Assignment: Output the entries exactly.

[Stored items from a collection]
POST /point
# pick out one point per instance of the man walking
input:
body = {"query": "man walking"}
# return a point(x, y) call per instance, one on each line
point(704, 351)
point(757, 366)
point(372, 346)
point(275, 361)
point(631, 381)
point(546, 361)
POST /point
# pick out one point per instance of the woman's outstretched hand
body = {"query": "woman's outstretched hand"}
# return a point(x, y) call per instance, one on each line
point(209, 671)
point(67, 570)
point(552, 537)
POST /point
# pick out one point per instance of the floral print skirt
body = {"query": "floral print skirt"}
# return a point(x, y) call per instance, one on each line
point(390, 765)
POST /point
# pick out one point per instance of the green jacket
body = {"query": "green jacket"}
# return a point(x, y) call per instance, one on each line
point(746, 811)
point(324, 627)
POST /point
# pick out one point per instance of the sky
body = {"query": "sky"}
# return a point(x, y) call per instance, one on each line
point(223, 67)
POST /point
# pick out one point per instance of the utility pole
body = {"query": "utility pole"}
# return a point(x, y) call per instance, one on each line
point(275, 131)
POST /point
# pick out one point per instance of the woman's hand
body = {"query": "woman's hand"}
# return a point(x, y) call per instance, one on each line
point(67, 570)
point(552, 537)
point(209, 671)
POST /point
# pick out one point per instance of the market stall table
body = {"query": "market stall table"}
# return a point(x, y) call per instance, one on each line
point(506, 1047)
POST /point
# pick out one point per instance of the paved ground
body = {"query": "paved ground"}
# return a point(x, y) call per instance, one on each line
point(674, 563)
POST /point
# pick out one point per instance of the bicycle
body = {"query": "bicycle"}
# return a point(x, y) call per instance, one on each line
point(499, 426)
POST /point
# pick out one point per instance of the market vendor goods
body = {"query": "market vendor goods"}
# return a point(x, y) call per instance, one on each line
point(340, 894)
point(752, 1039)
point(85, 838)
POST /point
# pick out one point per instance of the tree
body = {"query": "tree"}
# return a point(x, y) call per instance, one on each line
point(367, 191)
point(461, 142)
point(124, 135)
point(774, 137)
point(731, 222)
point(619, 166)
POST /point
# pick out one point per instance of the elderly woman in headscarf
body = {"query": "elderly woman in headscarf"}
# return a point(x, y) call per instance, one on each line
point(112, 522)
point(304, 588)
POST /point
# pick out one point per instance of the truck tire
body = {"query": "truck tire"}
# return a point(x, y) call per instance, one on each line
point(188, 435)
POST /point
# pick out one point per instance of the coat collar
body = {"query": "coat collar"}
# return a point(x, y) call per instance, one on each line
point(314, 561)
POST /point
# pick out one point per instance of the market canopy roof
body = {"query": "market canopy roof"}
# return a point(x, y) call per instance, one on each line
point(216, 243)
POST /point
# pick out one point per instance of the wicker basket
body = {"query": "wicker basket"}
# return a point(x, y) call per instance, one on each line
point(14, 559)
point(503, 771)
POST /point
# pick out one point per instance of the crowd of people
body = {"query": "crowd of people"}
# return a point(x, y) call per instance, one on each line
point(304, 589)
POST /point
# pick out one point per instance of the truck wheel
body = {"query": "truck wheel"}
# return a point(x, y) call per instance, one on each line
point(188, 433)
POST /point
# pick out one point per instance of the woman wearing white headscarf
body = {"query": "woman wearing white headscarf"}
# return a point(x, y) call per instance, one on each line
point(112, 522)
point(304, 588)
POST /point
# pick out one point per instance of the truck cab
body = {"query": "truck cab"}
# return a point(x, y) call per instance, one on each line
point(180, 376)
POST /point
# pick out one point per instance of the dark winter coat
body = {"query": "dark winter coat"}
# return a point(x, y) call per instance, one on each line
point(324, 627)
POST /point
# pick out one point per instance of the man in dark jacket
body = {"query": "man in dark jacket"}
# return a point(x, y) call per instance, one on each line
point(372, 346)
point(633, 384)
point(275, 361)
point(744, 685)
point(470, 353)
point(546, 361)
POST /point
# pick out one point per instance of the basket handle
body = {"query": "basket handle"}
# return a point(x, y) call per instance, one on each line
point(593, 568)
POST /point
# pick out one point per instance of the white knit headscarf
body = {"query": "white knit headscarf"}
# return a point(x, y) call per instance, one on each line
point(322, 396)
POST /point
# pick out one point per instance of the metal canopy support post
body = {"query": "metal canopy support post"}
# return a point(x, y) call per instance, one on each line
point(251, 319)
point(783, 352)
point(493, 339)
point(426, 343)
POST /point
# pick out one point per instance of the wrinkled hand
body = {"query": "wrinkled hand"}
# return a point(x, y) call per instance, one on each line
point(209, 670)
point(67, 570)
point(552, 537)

Solution for this problem:
POST /point
# pick out one point per instance of the man walking
input:
body = {"query": "man walking"}
# return a point(x, y) call per instance, one on each line
point(704, 351)
point(757, 366)
point(372, 346)
point(275, 361)
point(631, 381)
point(546, 361)
POST /point
# pick out one point per instance of the woman's outstretched hand
body = {"query": "woman's outstretched hand"}
# return a point(x, y) call per instance, one on each line
point(209, 671)
point(67, 570)
point(552, 537)
POST /point
# pick out one point per instance of the floral print skirt
body = {"query": "floral print skirt"}
# return a point(x, y) call per instance, one on each line
point(390, 765)
POST /point
# pick out one point per instance of the green jacket
body = {"query": "green jacket"}
# return a point(x, y) call per instance, one on each line
point(746, 811)
point(324, 627)
POST /point
# pick out one point per instance of the sky
body = {"query": "sky"}
# return a point(x, y) call per instance, one on each line
point(223, 67)
POST /point
# pick out one point per instance of the utility pole
body = {"query": "utility pole"}
# return a point(x, y) call per instance, one on each line
point(275, 131)
POST /point
# pick out one point per instance of the woman's hand
body = {"query": "woman's hand"}
# return a point(x, y) call per instance, one on each line
point(67, 570)
point(552, 537)
point(209, 671)
POST /point
# pick out one point per instance of the market stall table
body = {"query": "market stall table"}
# return a point(x, y) call per instance, one on each line
point(506, 1047)
POST /point
# pick out one point per instance of the paved ground
body = {"query": "paved ground"}
# return a point(x, y) call per instance, one on each line
point(674, 563)
POST /point
# pick out one point per instance of the bicycle
body = {"query": "bicycle"}
# return a point(x, y) call per instance, one on each line
point(499, 426)
POST /point
# pick out one point per instance of the market vendor goods
body = {"query": "market vendor goods"}
# return a point(x, y) call per instance, one on each line
point(340, 894)
point(752, 1039)
point(85, 838)
POST /point
# pick out one point per instance of the tree
body = {"query": "tree"}
# return a point(x, y) call per instance, one on each line
point(367, 191)
point(461, 142)
point(124, 135)
point(774, 137)
point(731, 222)
point(619, 166)
POST /point
# pick out one point per instance of the elderly woman in headscarf
body = {"query": "elderly woman in headscarf"}
# return a point(x, y) call per instance, one on each line
point(112, 522)
point(304, 588)
POST /point
# pick out one point per instance of the truck tire
body = {"query": "truck tire"}
# return a point(x, y) call per instance, one on each line
point(188, 435)
POST /point
# pick out one point per instance of the coat collar
body = {"query": "coat collar"}
# return a point(x, y) call per instance, one on each line
point(314, 561)
POST /point
# pick out one point per instance of the market canopy roof
body = {"query": "market canopy roof"}
# return a point(x, y) call per instance, one on each line
point(216, 243)
POST /point
# pick out one point per instance of the wicker basket
body = {"query": "wicker basket"}
# return a point(x, y) call per instance, one on each line
point(14, 559)
point(503, 771)
POST /point
# pick out one point per instance of the crowd of people
body = {"query": "crowd of people"}
# return a point(x, y) call per instance, one on each line
point(304, 589)
POST /point
# pick out one point per instance of the truck wheel
body = {"query": "truck wheel"}
# return a point(x, y) call per instance, one on each line
point(188, 433)
POST /point
# pick out one point per instance of the woman wearing white headscarf
body = {"query": "woman wearing white headscarf"}
# return a point(x, y) call per instance, one on each line
point(112, 522)
point(304, 588)
POST /point
# pick out one point per instance of the truck cab
body = {"query": "truck cab"}
# return a point(x, y) call per instance, one on each line
point(180, 376)
POST /point
# pick out one point per instance of the dark winter coat
body = {"query": "dark winter coat"}
# return a point(x, y) call per instance, one on each line
point(324, 627)
POST /point
# pick out one point per instance of the man in dark jacket
body = {"query": "man in dark jacket"}
# return a point(x, y) call per instance, one on each line
point(372, 346)
point(633, 384)
point(275, 361)
point(744, 685)
point(470, 353)
point(546, 361)
POST /point
# pick out one point per instance of the basket handle
body = {"query": "basket handle"}
# return a point(x, y) call per instance, one on each line
point(593, 568)
POST /point
# pick out one point per instance of the white knit headscarf
body = {"query": "white knit headscarf"}
# return a point(x, y) call per instance, one on each line
point(322, 396)
POST /point
# pick out one point per instance of the metal canopy support post
body = {"query": "metal canopy support post"}
# return a point(x, y) call per instance, one on each line
point(251, 319)
point(783, 352)
point(493, 339)
point(426, 343)
POST /point
# pick out one point per instance of the wrinkled hand
body = {"query": "wrinkled hand"}
# return a point(x, y) call per instance, one on each line
point(209, 670)
point(67, 570)
point(552, 537)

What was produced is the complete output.